Molecular based equation of state for shocked liquid nitromethane.

An approach is proposed to obtain the equation of state of unreactive shocked liquid nitromethane. Unlike previous major works, this equation of state is not based on extended integration schemes [P.C. Lysne, D.R. Hardesty, Fundamental equation of state of liquid nitromethane to 100 kbar, J. Chem. Phys. 59 (1973) 6512]. It does not follow the way proposed by Winey et al. [J.M. Winey, G.E. Duvall, M.D. Knudson, Y.M. Gupta, Equation of state and temperature measurements for shocked nitromethane, J. Chem. Phys. 113 (2000) 7492] where the specific heat C(v), the isothermal bulk modulus B(T) and the coefficient of thermal pressure (deltaP/deltaT)(v) are modeled as functions of temperature and volume using experimental data. In this work, we compute the complete equation of state by microscopic calculations. Indeed, by means of Monte Carlo molecular simulations, we have proposed a new force field for nitromethane that lead to a good description of shock properties [N. Desbiens, E. Bourasseau, J.-B. Maillet, Potential optimization for the calculation of shocked liquid nitromethane properties, Mol. Sim. 33 (2007) 1061; A. Hervouët, N. Desbiens, E. Bourasseau, J.-B. Maillet, Microscopic approaches to liquid nitromethane detonation properties, J. Phys. Chem. B 112 (2008) 5070]. Particularly, it has been shown that shock temperatures and second shock temperatures are accurately reproduced which is significative of the quality of the potential. Here, thermodynamic derivative properties are computed: specific heats, Grüneisen parameter, sound velocity among others, along the Hugoniot curve. This work constitutes to our knowledge the first determination of the equation of state of an unreactive shocked explosive by molecular simulations.

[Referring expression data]
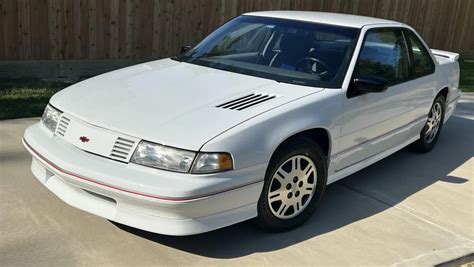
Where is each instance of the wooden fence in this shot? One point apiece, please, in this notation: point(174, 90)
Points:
point(147, 29)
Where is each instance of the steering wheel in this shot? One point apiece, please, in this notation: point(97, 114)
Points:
point(311, 65)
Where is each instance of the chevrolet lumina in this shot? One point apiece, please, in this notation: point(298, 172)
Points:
point(253, 122)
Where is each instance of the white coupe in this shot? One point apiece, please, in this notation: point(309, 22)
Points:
point(253, 122)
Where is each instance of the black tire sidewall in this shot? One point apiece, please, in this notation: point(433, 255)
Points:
point(299, 146)
point(425, 146)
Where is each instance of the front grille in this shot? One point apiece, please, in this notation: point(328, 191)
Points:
point(247, 101)
point(122, 149)
point(62, 126)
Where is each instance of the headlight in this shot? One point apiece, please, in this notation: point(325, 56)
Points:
point(163, 157)
point(51, 117)
point(212, 162)
point(180, 160)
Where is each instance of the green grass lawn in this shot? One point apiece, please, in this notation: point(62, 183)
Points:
point(28, 98)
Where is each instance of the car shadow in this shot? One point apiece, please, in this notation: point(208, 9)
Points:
point(361, 195)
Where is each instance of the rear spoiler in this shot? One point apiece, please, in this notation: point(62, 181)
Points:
point(446, 54)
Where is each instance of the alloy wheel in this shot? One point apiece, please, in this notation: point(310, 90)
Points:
point(434, 122)
point(292, 187)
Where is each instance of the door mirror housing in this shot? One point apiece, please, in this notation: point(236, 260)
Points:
point(185, 48)
point(370, 84)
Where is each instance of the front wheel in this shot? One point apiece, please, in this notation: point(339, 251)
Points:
point(430, 134)
point(294, 183)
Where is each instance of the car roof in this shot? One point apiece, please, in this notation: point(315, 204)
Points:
point(325, 17)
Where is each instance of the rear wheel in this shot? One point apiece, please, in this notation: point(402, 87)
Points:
point(430, 134)
point(294, 183)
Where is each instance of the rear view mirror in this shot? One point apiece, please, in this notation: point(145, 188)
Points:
point(370, 84)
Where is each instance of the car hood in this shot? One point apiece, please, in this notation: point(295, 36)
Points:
point(172, 103)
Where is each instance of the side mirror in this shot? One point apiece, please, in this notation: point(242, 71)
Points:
point(370, 84)
point(185, 48)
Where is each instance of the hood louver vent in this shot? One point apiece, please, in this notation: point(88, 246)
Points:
point(247, 101)
point(62, 126)
point(122, 149)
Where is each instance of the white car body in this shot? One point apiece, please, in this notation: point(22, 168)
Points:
point(175, 104)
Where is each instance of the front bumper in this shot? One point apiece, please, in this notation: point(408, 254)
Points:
point(158, 201)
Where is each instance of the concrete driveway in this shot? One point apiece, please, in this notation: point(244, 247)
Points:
point(409, 209)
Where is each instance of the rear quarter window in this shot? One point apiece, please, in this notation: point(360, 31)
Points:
point(422, 62)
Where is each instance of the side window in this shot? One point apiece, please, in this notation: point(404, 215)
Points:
point(422, 62)
point(384, 54)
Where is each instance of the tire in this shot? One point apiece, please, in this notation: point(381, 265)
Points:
point(430, 133)
point(281, 189)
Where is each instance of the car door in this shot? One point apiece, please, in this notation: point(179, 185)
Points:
point(374, 122)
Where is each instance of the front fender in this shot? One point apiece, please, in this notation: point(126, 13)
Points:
point(254, 141)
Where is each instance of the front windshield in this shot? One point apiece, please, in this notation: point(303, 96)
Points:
point(290, 51)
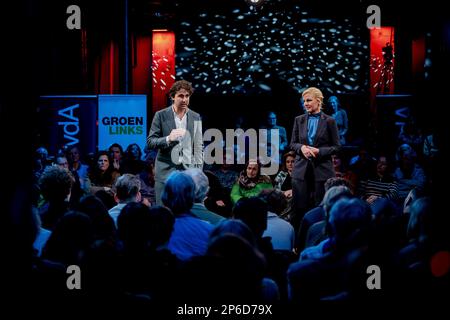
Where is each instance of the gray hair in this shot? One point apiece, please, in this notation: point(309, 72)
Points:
point(201, 184)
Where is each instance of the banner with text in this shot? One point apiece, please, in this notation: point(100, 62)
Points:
point(122, 119)
point(67, 120)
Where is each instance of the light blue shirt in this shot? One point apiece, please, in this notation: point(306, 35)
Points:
point(313, 122)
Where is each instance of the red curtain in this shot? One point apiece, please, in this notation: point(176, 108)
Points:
point(382, 61)
point(107, 70)
point(141, 63)
point(163, 67)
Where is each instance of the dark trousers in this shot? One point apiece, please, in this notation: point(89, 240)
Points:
point(159, 186)
point(306, 193)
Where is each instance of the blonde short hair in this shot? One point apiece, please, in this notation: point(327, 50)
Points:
point(316, 93)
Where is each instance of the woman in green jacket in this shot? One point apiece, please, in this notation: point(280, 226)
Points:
point(250, 182)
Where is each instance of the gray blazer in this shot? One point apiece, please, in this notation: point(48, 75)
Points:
point(163, 123)
point(326, 140)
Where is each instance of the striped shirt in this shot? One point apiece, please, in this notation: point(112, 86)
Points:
point(379, 188)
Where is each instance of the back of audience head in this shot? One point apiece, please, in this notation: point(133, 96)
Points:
point(234, 226)
point(179, 192)
point(288, 156)
point(275, 199)
point(419, 224)
point(61, 161)
point(134, 225)
point(56, 183)
point(201, 184)
point(115, 151)
point(70, 239)
point(102, 222)
point(133, 152)
point(162, 222)
point(350, 222)
point(333, 195)
point(337, 181)
point(253, 212)
point(142, 228)
point(127, 187)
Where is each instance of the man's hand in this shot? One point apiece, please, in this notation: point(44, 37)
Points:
point(220, 203)
point(176, 134)
point(307, 152)
point(314, 151)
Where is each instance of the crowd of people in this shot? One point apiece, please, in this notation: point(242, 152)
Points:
point(229, 233)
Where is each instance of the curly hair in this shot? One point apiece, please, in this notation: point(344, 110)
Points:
point(55, 183)
point(181, 84)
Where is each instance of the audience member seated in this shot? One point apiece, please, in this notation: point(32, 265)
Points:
point(250, 182)
point(232, 271)
point(283, 182)
point(201, 190)
point(414, 276)
point(132, 160)
point(81, 169)
point(225, 173)
point(102, 223)
point(41, 236)
point(282, 143)
point(280, 231)
point(408, 174)
point(147, 177)
point(76, 191)
point(318, 213)
point(340, 116)
point(55, 185)
point(102, 175)
point(115, 152)
point(253, 212)
point(317, 240)
point(190, 235)
point(126, 189)
point(332, 276)
point(218, 199)
point(362, 164)
point(147, 267)
point(70, 239)
point(381, 184)
point(411, 135)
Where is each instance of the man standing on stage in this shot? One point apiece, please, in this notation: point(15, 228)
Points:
point(176, 132)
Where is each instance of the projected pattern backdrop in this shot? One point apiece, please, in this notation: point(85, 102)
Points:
point(245, 51)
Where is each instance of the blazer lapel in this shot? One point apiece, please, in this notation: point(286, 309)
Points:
point(320, 128)
point(304, 133)
point(190, 125)
point(170, 119)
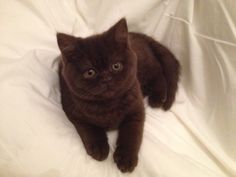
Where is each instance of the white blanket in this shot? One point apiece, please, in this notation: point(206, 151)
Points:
point(196, 138)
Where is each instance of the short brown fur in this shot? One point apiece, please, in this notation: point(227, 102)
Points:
point(112, 99)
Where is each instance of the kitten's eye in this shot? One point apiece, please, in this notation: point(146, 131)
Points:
point(89, 74)
point(117, 67)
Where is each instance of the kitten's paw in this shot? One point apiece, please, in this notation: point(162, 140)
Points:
point(156, 101)
point(98, 150)
point(126, 161)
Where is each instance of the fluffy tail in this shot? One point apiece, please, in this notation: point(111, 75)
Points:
point(171, 70)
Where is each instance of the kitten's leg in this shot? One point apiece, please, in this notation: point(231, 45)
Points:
point(94, 140)
point(128, 142)
point(157, 90)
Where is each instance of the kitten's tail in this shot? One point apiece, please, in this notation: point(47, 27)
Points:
point(171, 70)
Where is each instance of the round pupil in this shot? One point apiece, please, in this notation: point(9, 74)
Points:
point(116, 66)
point(90, 72)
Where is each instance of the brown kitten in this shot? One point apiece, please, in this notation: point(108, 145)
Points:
point(103, 79)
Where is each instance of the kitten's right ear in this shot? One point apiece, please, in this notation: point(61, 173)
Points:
point(65, 41)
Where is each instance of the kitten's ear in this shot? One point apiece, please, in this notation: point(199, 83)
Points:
point(120, 31)
point(65, 41)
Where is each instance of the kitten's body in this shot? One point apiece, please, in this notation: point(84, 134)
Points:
point(114, 100)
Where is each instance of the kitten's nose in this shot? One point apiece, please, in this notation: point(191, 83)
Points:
point(106, 78)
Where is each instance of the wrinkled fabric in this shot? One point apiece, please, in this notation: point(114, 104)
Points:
point(196, 137)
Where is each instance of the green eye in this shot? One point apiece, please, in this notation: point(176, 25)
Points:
point(117, 67)
point(89, 74)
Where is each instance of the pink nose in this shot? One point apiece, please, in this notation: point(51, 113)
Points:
point(106, 78)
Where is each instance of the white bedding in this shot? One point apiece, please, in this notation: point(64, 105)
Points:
point(196, 138)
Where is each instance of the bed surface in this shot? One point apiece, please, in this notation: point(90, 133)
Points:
point(195, 138)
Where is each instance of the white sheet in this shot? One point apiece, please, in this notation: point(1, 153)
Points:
point(195, 138)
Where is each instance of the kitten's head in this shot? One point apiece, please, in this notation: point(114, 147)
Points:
point(100, 66)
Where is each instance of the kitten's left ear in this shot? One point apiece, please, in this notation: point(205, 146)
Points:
point(120, 31)
point(65, 41)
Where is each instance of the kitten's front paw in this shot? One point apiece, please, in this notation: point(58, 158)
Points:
point(126, 161)
point(99, 150)
point(156, 101)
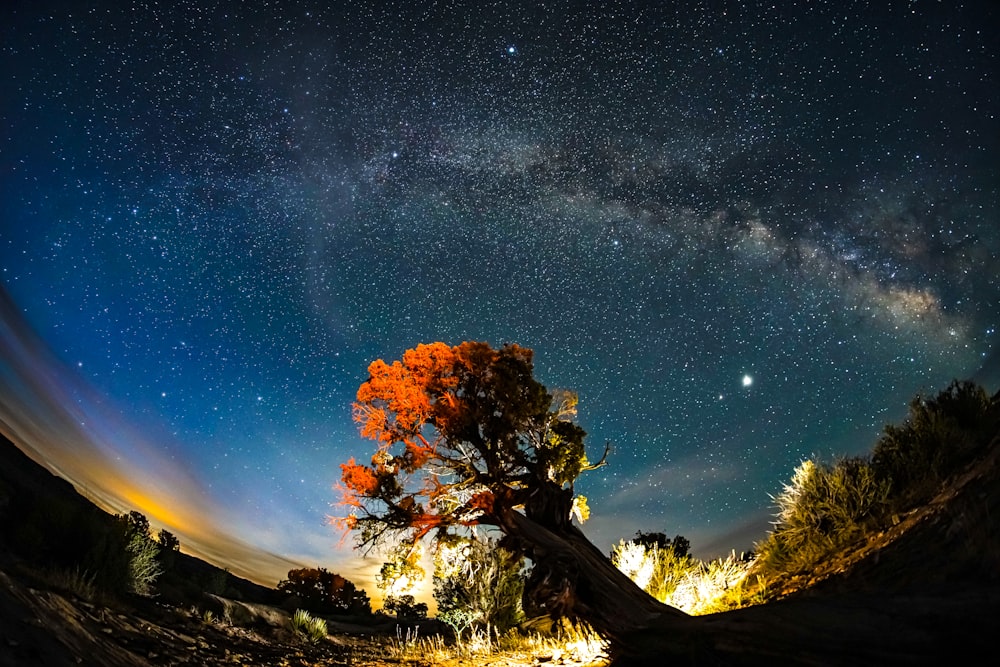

• **THE PROBLEM**
List the title of every publication cited in the nitromethane abstract, each with its year. The rows are separate material, unrelated to the nitromethane abstract.

• **TASK RESULT**
- Fundamental equation of state of liquid nitromethane to 100 kbar (1973)
- Equation of state and temperature measurements for shocked nitromethane (2000)
- Potential optimization for the calculation of shocked liquid nitromethane properties (2007)
- Microscopic approaches to liquid nitromethane detonation properties (2008)